> **Document passage**
How to Prevent Cross Site Scripting (XSS)

Cross Site Scripting (XSS): Brief History
Cross Site Scripting (XSS) is a common issue that plagues many web applications, check out xssed for a frame of reference. The most widely scene form is called reflective cross site scripting (XSS). This is when user supplied data is submitted to a application and the data is reflected back to the user in the rendered page. Another type of cross site scripting (XSS) and much more dangerous form is called persistent cross site scripting (XSS). This type of cross site scripting (XSS) is characterized by the dangerous data being stored in the applications database. The type of cross site scripting (XSS) affects every visitor of the web application, as oppose to reflective cross site scripting where a user must click on a specially crafted link to be affected. The most widely known persistent cross site scripting attack was the Samy Worm launched against MySpace which affected over a million users in 24 hours.
Cross site scripting dates back all the way to 1996, shortly after JavaScript was released by Netscape. If cross site scripting (XSS) has such a long history why is it still such a prevalent issue? One of the core attributes of web applications is to display back dynamic data sourced from outside the application from web requests and database queries. This data is untrusted and can be placed into many different contexts in an HTML page, each of which have their own caveats. HTMLEncode is NOT the end all be all solution to cross site scripting and this article will demonstrate why.
How to Prevent Cross Site Scripting (XSS)
The prevention of Cross Site Scripting involves a two prong approach. The first element, which applies to all web application vulnerabilities, is to validate our input. Our users are not to be trusted! Validating the input into our web application helps reduce the available character set and lengths available to the user helping reduce the attack surface for launching a successful cross site scripting (XSS) attack. The second prong is encoding our output before rendering any untrusted data on the page. This involves passing our untrusted data through an encoding method that will appropriately escape dangerous characters.
Validate User Input
Validating a web applications input requires being able to identify the valid characters and valid data structure for each and every input for the web application. This can seem like a daunting task, but there are a number of frameworks available for validating common data types, such as email address, phone numbers, times and dates. These frameworks are sometimes built into the language we are programming in, such as the validation annotations available in the Spring Framework and Java or the ASP.NET Validation controls available in the .NET framework.

Excerpts from a detection dataset:
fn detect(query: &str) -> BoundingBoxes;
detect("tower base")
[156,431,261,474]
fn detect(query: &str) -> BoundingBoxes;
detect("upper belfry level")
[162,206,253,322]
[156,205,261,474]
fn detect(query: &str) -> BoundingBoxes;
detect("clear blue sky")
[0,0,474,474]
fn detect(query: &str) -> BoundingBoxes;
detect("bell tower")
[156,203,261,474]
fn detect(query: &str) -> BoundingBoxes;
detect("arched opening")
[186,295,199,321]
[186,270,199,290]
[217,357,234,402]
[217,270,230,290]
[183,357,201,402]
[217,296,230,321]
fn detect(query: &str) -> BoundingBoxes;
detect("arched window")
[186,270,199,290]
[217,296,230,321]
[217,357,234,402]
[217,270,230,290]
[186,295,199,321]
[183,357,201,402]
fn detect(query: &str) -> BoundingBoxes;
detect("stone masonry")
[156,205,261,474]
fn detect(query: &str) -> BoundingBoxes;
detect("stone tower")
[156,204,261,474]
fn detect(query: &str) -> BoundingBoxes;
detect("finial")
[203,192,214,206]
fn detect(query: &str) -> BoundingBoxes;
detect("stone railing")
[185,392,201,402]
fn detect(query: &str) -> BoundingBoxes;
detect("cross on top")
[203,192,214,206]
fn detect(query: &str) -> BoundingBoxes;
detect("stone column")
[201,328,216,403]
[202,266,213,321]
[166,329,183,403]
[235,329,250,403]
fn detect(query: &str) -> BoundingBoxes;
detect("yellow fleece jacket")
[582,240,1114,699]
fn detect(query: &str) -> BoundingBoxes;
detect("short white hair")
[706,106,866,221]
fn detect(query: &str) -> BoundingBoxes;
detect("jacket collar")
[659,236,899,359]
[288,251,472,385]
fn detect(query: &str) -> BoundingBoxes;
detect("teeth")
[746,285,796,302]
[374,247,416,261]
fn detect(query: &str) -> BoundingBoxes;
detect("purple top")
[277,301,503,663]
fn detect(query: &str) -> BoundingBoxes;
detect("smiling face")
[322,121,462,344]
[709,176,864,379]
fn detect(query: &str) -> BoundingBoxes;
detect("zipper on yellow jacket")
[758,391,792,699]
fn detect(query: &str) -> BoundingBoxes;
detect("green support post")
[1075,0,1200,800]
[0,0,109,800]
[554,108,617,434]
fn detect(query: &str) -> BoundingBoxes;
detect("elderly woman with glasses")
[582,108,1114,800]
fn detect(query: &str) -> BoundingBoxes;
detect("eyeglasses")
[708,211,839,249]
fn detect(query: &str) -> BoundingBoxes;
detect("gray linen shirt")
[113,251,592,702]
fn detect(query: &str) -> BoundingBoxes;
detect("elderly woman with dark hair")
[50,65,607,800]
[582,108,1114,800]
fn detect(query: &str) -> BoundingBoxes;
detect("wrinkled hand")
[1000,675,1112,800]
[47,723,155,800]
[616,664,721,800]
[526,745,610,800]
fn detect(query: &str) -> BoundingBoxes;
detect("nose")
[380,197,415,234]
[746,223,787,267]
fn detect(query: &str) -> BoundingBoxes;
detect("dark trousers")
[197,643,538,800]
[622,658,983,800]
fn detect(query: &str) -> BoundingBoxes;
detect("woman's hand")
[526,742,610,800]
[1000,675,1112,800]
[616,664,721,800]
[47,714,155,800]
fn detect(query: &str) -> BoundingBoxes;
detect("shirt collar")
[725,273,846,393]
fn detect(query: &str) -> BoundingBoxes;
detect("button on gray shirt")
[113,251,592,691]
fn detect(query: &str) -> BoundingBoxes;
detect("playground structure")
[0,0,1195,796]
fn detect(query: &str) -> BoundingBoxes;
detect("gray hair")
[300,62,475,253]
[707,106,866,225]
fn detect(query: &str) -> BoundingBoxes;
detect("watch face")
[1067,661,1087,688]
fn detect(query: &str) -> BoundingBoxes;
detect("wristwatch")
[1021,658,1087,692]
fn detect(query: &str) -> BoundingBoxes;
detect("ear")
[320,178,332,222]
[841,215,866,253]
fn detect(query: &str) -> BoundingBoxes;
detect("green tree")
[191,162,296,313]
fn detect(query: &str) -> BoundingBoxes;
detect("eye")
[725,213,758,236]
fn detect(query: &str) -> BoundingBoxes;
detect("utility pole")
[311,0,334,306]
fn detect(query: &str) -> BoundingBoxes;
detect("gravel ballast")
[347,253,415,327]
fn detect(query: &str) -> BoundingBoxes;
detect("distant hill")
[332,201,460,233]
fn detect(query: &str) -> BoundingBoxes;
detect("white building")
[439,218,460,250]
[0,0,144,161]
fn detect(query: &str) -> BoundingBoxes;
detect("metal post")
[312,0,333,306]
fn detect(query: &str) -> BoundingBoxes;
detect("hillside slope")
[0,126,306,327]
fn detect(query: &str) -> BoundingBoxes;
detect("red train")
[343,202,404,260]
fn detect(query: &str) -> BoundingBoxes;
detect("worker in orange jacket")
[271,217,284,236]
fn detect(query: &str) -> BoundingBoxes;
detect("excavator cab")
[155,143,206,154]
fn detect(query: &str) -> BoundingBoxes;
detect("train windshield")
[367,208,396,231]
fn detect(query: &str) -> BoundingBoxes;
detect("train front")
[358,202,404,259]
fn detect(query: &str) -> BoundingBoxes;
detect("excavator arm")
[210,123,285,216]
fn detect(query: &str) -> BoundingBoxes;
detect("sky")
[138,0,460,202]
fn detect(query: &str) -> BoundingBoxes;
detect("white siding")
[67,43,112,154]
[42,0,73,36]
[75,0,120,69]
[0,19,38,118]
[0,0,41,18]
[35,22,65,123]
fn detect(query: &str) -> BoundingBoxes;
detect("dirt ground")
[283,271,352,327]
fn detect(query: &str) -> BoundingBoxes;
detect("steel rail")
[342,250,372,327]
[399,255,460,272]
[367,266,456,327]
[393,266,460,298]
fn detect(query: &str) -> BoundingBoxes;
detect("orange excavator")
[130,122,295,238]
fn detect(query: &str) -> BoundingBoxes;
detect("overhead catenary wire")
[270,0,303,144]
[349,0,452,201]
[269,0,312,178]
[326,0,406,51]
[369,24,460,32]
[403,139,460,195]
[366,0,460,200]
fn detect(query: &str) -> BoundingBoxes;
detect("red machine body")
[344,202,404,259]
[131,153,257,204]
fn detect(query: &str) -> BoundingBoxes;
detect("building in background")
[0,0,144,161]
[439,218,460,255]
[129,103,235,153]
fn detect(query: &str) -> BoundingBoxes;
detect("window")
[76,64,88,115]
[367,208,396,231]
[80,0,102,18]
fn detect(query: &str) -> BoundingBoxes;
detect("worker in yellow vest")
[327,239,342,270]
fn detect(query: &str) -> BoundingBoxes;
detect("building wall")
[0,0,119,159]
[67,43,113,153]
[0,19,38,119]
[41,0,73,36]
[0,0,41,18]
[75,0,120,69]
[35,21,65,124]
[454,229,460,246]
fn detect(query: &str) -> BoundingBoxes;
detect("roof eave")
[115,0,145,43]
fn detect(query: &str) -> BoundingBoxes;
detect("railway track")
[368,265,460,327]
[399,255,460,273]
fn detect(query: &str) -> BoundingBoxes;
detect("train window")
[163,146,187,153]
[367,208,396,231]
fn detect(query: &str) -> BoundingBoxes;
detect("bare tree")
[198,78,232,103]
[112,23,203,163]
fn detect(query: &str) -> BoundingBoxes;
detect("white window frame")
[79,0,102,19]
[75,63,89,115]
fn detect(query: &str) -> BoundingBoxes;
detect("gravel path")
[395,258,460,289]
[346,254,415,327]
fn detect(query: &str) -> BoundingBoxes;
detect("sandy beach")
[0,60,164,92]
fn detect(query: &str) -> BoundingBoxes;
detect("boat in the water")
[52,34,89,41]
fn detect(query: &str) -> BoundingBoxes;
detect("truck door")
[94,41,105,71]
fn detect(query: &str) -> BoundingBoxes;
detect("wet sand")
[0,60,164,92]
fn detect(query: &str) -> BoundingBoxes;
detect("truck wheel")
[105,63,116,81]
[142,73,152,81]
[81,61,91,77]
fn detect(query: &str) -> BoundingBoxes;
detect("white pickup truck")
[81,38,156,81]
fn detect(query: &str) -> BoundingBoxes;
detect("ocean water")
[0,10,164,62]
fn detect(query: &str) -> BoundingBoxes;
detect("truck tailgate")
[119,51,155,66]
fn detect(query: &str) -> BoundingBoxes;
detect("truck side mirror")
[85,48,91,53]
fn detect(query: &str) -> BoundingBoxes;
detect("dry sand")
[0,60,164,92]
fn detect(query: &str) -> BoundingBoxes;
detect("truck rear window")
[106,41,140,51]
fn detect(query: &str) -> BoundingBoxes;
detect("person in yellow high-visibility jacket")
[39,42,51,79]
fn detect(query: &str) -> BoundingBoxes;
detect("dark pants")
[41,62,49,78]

> **Task requirements**
• a. Name every common data type that the XSS prevention article says validation frameworks are available for.
• b. According to the XSS prevention article, how many users did the Samy Worm affect, and within what time span?
• c. Reproduce the passage of the XSS prevention article between "Cross site scripting dates" and "will demonstrate why.", inclusive.

> **Responses for each task**
• a. Email address, phone numbers, times, dates

• b. Over a million users in 24 hours.

• c.
Cross site scripting dates back all the way to 1996, shortly after JavaScript was released by Netscape. If cross site scripting (XSS) has such a long history why is it still such a prevalent issue? One of the core attributes of web applications is to display back dynamic data sourced from outside the application from web requests and database queries. This data is untrusted and can be placed into many different contexts in an HTML page, each of which have their own caveats. HTMLEncode is NOT the end all be all solution to cross site scripting and this article will demonstrate why.